=== About this exercise ===
A faithful copy of each record is required, minus the images.

_ _ _

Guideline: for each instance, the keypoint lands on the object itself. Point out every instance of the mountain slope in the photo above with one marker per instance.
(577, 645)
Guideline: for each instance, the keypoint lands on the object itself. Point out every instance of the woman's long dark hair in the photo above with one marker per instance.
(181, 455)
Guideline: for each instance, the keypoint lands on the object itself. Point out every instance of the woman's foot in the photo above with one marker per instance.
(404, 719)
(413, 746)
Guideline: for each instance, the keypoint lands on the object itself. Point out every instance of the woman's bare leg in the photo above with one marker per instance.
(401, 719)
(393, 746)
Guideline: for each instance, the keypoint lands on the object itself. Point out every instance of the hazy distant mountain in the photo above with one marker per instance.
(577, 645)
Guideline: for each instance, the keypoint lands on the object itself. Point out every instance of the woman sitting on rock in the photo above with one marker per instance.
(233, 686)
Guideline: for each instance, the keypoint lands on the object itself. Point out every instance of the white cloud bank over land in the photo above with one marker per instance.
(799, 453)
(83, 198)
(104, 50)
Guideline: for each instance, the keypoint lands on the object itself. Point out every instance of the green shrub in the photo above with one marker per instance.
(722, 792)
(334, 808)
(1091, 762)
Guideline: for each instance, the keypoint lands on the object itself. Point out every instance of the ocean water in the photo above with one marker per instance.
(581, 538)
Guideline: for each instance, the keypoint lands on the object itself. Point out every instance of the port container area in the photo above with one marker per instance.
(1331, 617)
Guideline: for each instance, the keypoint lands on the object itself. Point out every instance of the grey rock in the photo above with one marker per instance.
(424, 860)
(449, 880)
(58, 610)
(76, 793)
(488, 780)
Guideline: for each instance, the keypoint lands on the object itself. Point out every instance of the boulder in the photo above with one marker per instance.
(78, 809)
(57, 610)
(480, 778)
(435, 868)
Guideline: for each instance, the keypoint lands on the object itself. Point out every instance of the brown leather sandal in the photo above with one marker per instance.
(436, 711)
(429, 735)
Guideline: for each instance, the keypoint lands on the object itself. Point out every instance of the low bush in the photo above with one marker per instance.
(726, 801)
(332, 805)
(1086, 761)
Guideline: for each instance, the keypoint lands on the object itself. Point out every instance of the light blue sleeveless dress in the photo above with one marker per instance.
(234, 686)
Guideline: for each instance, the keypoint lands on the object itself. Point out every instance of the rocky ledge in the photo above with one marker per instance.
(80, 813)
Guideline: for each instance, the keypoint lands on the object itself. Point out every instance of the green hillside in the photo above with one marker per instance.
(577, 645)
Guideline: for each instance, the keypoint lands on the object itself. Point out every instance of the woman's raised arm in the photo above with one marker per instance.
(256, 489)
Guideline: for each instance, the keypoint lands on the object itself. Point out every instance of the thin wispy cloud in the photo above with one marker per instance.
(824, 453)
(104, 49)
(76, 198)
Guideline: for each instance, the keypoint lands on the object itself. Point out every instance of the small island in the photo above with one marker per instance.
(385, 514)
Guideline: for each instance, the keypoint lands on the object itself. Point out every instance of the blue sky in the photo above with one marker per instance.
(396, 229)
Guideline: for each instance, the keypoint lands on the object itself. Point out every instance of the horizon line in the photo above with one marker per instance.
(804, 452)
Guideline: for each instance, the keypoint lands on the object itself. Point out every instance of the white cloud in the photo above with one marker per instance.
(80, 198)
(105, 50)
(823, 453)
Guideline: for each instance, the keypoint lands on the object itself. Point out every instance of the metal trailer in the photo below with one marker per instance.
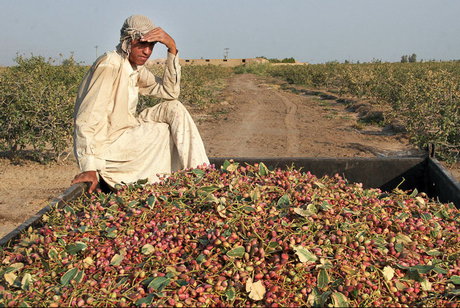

_ _ _

=== Answer section ===
Guideline: for each instance, the keypoint lands on the object itself. Point out every instance of the mountain slope in the photo above with one marker per instance.
(577, 645)
Guideline: for each instance, the keypoint lands on the object itself. Point out every instance of the woman's long dark hair in the photo above with one marker per instance.
(181, 455)
Guideline: for each instance, the keypoint lands on the object itself. Point out every instance of the woman's foot in the photo above with one marker per instance.
(404, 719)
(413, 746)
Guideline: for each instance, the keypoint lands on the object itself. Point out every instance of the woman's bare leg in the photo above with one marker per instance.
(401, 719)
(393, 746)
Guideline: for each instance, the keypoint lands on the object itself. Point out every instance of the hazy distant mountain in the photo above with one marker per instance.
(577, 645)
Guideline: for each instance, the keypoint lands on the object itself. Point out every instance of the woman sitting on rock in the photo above with one marker per instance.
(233, 686)
Guideline: for each instance, the keypoint lands on the object itself. Point out every instance of the white cloud bank over land in the photo above with one marker per instance.
(799, 453)
(83, 198)
(104, 50)
Guideline: for each instance, the keypoint lands on the object itself. Point out every instance of the green shrub in the photo above with one marker per instance.
(722, 792)
(334, 808)
(1091, 762)
Guideline: for each instance, the keypoint lands on the object itself. Point out every instance of the ocean water in the photo above with one marker per instance.
(581, 538)
Guideline: for each instance, the keypoint lands on the object itself. Point out every instance of the port container area in the photo above with one marker per instance.
(1331, 617)
Guideline: for each instance, the keypoint lands on the object itself. Point out every instance of the grey rock in the photo above with one marker per instance.
(424, 860)
(449, 880)
(58, 610)
(76, 793)
(488, 780)
Guideline: for each instance, the keypoint lands on the object itself. Point out every instance of the boulder in the photo above with one marker per instance.
(78, 809)
(57, 610)
(480, 778)
(435, 868)
Guideline: for each instance, the keypoint lands on the object itself. Point out every instance of the brown leather sandal in the photo above with one marker per instance.
(436, 711)
(429, 735)
Guideline: for each instance, the keypoint lands on the object itself. Point out every instance of the low bush in the photo above with one marker per instance.
(726, 801)
(332, 805)
(1086, 761)
Guideline: for each instance, the keypoint lands on the object itself. Point out every instance of the light blue sleeveless dress in the photo above with one marker per instance.
(234, 686)
Guideline: for each instance, the keypoint lands on the object itself. Point out every instance of the rocky ledge in the photo above with one marker per instance.
(80, 813)
Guideline: for each instance, the keypoint lands on the object itself. Point out every instance of the green hillside in the photo above with one marker per instance.
(577, 645)
Guideline: for each instance, the keypoint lands on the object itself. Point out every instance of the woman's raised arm in the photo above with one marker per instance.
(256, 489)
Guideline: for each instance, the keypoint lands on the object itself. Point out every instance of the thin wispy cloud in the photo above with one marker per instance.
(824, 453)
(104, 49)
(76, 198)
Guideline: for each instance, the keypoint lands on the object itself. Point out every instance of the small island in the photo above with one marker per instance.
(385, 514)
Guideline: for each instance, the keypoint lands on the object itself. Point out every instance of the blue sky in the photo above with one marker per instance.
(396, 229)
Guideline: for each instance, the keypoint lands on the object itself. Point out every instance of the horizon line in the photo above with one marker per instance.
(804, 452)
Guideline: for each instance, the keypoint lands on the object itself. Point out every instance of the white cloud in the photo above with one marker per instance.
(80, 198)
(105, 50)
(823, 453)
Guideline: for each instance, the keypoint lands on the object itself. Point out every instance of the metal trailer in the photo below with one marker per instance.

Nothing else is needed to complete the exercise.